• _Exercise_
Return every entry exactly.

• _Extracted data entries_
****************************************
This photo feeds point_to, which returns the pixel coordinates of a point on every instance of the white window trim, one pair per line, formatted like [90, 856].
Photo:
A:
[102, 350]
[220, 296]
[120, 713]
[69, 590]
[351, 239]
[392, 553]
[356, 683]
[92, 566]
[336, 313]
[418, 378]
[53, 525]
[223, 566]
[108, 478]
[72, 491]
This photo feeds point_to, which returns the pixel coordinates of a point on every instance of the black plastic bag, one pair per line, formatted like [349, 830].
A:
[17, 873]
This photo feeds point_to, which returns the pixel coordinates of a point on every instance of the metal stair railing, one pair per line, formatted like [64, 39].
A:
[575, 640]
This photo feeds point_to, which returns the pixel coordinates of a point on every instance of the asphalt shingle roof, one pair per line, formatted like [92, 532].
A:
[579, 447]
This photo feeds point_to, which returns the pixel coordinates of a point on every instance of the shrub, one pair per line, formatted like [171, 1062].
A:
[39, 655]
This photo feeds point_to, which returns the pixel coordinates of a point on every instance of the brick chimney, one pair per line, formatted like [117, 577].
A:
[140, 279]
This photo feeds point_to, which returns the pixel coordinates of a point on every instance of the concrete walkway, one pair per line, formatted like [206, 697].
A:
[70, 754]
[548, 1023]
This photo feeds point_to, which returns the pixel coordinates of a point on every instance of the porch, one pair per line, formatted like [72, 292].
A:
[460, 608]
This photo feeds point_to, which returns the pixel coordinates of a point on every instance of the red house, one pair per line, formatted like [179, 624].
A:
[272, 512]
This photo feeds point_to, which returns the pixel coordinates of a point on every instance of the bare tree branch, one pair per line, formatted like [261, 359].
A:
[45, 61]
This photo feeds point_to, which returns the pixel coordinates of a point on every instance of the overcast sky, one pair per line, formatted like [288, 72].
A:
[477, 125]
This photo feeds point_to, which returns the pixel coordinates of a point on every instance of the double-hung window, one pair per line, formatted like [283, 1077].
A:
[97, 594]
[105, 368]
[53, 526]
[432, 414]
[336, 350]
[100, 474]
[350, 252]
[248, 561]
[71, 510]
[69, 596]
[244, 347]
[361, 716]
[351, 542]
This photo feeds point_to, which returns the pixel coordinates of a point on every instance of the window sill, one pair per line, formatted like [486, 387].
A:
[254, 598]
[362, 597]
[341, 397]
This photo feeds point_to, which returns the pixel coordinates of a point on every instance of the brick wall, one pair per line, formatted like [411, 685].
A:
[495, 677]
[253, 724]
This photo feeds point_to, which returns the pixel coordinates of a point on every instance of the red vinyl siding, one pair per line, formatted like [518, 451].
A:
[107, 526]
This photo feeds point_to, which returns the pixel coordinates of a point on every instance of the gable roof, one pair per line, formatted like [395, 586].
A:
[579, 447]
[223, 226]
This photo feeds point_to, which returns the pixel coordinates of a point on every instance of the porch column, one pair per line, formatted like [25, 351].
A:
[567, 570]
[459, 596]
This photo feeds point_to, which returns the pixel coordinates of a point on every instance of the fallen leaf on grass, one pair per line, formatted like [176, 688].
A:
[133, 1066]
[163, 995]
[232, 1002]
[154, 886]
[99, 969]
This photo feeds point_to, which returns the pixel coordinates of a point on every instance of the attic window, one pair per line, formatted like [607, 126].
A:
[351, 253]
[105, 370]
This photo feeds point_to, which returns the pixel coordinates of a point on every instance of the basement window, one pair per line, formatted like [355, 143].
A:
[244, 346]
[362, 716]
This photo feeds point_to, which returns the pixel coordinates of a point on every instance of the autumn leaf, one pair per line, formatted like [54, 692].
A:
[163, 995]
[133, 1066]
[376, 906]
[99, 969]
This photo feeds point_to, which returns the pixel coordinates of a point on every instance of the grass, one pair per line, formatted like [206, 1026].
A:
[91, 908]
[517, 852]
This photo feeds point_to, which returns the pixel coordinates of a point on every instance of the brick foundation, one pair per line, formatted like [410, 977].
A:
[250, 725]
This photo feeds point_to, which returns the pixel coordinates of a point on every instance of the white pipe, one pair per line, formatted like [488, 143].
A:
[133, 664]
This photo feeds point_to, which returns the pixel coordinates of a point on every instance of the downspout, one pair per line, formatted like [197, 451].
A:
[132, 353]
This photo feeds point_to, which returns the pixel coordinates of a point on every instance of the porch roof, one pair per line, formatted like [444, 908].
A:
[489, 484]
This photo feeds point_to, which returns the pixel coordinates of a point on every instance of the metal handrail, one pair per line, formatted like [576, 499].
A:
****************************************
• _Expected output_
This photo feeds point_to, which returns the pixel coordinates of a point on every instance of the white window trim, one pair per line, formatted like [90, 856].
Photo:
A:
[102, 350]
[220, 296]
[120, 713]
[69, 590]
[351, 239]
[392, 553]
[356, 683]
[92, 566]
[336, 313]
[418, 378]
[53, 525]
[223, 566]
[108, 478]
[72, 491]
This photo feeds point_to, which returns the pixel coordinates of a point on every instance of the black plastic bag, one pair per line, formatted like [349, 830].
A:
[17, 873]
This photo feeds point_to, which returns the pixel coordinates of a point on every instance of the metal stair railing, one pair per line, formatted like [64, 39].
A:
[575, 640]
This photo feeds point_to, which returns the pixel coordinates of a point on every instance of the asphalt shingle roof, one pair per line, formatted like [92, 532].
A:
[579, 447]
This photo feeds point_to, which returns the pixel coordinates of a point on every instance of the shrub, one pair per line, formatted like [171, 1062].
A:
[39, 655]
This photo feeds point_to, which returns the pixel coordinates of a point on every instance of the brick chimney, one pair per line, formatted like [117, 577].
A:
[140, 279]
This photo feeds point_to, which returns the pixel coordinates of a point on every instance of the concrete walkway, one pair per line, formatted like [206, 697].
A:
[70, 754]
[548, 1023]
This photo feeds point_to, which returns the pixel coordinates of a point on every instance of the porch, one pair per line, formatted like [72, 292].
A:
[460, 608]
This photo feeds point_to, which returns the pixel coordinates of a point on every instance of the red house, one pair per line, formatted like [179, 624].
A:
[272, 512]
This photo feeds point_to, which returns the pixel coordinates of a point on every instance of the bare tree branch, one pair per line, formatted like [261, 359].
A:
[45, 61]
This photo feeds point_to, which returns the pixel coordinates of a point on every instance of the overcast sky, one pair per line, formatted like [288, 72].
A:
[477, 125]
This photo feeds point_to, which returns the pixel coordinates of a point on every instance of the double-hung window, one pair per line, formatted like [283, 1077].
A:
[97, 594]
[105, 368]
[53, 526]
[432, 414]
[336, 350]
[100, 474]
[350, 252]
[248, 561]
[71, 510]
[69, 596]
[244, 347]
[361, 716]
[351, 542]
This photo feeds point_to, which returns the pixel coordinates of a point on every instance of the window sill, one pair per line, formatted like [486, 387].
A:
[254, 598]
[362, 597]
[341, 397]
This photo feeds point_to, which returns the pixel coordinates of a point on every instance of the brick wall, one pair per line, formatted like [411, 685].
A:
[495, 677]
[253, 724]
This photo feeds point_to, which returns the pixel coordinates of a point on every instance of the red vinyl siding, one pair per line, formatted like [518, 451].
A:
[107, 526]
This photo feeds point_to, which returns the pixel coordinates of a point on every instance of the gable roof, one pair per line, formatted like [395, 586].
A:
[579, 447]
[223, 226]
This photo feeds point_to, which returns the pixel coordinates of a point on every instance of the porch column, one pair per line, formatted like [25, 351].
A:
[567, 570]
[459, 596]
This photo feeds point_to, which returns the pixel coordinates of a point on every instance of the fallen leaf on grass, one pair per line, formatted like [176, 688].
A:
[133, 1066]
[163, 995]
[232, 1002]
[154, 886]
[99, 969]
This photo feeds point_to, which returns the pixel coordinates of a point on every instance of the attic window, one pair per line, formatted like [607, 126].
A:
[351, 253]
[105, 370]
This photo feeds point_to, which returns the pixel coordinates of a point on every instance of the basement window, one pair per line, formatted like [355, 143].
A:
[244, 346]
[362, 716]
This photo feeds point_to, which returns the pixel coordinates of a point on every instance of the autumn leaf, one pair per line, formatted like [54, 692].
A:
[163, 995]
[133, 1066]
[376, 906]
[99, 969]
This photo feeds point_to, which returns the pixel coordinates of a point on every instance of the grass, one pair per line, formatted like [206, 1026].
A:
[91, 908]
[517, 852]
This photo feeds point_to, which returns the pixel coordinates of a point on every instance of the brick foundation, one pair per line, formatted like [410, 977].
A:
[250, 725]
This photo feeds point_to, which returns the pixel coordinates of a point on every instance of the white pipe, one pair per line, formatted like [488, 143].
A:
[133, 664]
This photo feeds point_to, which returns the pixel coordinates of a point on every instance of the downspout, one pair per line, formatted like [197, 451].
A:
[132, 353]
This photo feeds point_to, which returns the pixel coordinates of a point on every instance of the porch roof, one pair per line, formatted like [444, 908].
A:
[489, 484]
This photo feeds point_to, which returns the pixel coordinates of a point on every instance of the metal handrail, one pair per line, formatted like [576, 499].
A:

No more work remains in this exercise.